**Task goal:**
The answer must consist of every line below containing "query".

**Provided data:**
********************
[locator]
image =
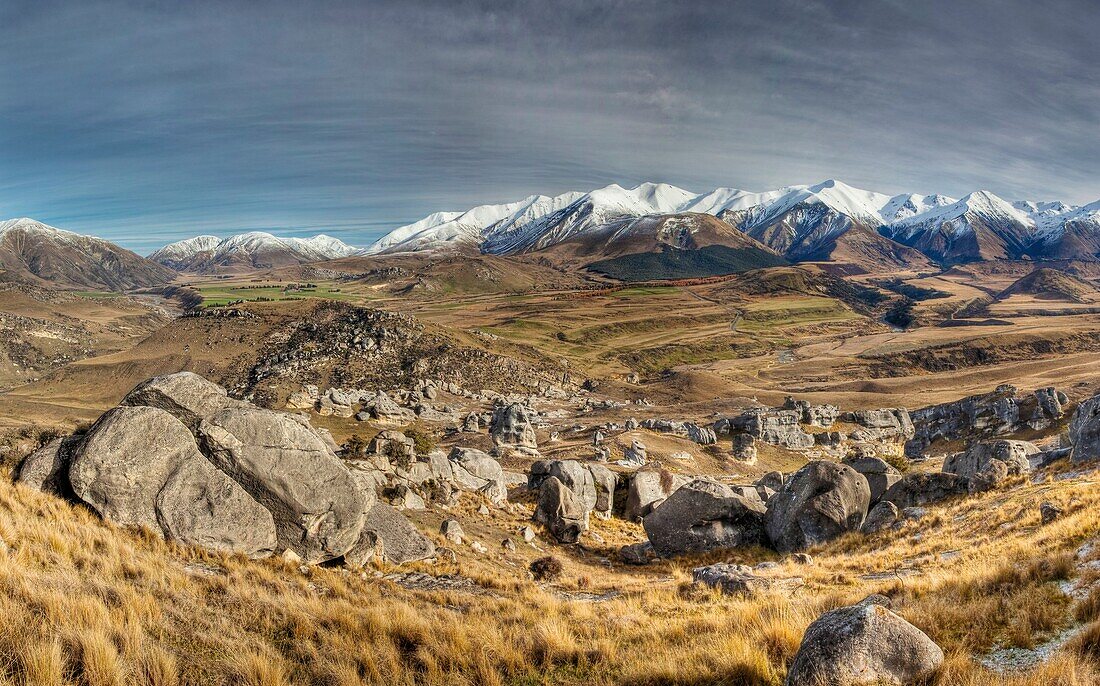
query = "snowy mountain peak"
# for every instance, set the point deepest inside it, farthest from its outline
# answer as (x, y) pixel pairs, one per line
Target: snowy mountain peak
********************
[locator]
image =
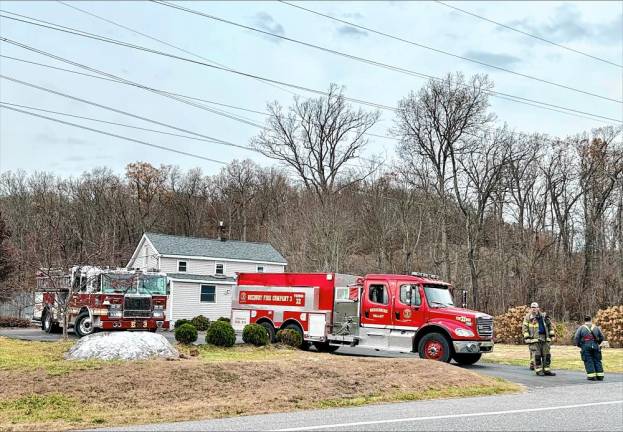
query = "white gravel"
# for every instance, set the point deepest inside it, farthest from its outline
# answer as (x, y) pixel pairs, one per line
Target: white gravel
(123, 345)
********************
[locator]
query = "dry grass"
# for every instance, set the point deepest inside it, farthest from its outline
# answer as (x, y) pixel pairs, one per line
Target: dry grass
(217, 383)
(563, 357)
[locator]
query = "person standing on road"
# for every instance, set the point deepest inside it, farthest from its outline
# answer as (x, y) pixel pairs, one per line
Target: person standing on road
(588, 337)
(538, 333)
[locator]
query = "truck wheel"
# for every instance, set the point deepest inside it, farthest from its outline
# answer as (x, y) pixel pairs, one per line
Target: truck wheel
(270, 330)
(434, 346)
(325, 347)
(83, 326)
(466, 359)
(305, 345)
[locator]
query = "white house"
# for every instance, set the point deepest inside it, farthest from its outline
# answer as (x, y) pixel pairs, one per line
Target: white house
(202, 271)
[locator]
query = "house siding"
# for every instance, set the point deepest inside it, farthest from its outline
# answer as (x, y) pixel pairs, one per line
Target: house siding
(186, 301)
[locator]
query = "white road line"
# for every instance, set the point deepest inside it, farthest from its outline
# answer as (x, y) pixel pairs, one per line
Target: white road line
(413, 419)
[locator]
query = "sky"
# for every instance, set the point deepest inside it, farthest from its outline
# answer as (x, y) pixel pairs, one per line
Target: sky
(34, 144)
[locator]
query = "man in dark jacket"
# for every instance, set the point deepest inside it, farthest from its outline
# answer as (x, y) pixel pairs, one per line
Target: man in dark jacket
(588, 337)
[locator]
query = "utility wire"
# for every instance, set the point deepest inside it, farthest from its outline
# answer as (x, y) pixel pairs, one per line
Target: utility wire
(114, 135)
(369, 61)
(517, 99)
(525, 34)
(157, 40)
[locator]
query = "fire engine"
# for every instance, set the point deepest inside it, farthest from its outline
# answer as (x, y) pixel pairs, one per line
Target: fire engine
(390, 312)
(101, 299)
********************
**Response to this task:**
query = "snowy mountain peak"
query = "white gravel"
query = "dry grass"
query = "person standing on road"
query = "truck wheel"
query = "white house"
query = "house siding"
query = "white road line"
query = "sky"
query = "man in dark jacket"
query = "utility wire"
query = "fire engine"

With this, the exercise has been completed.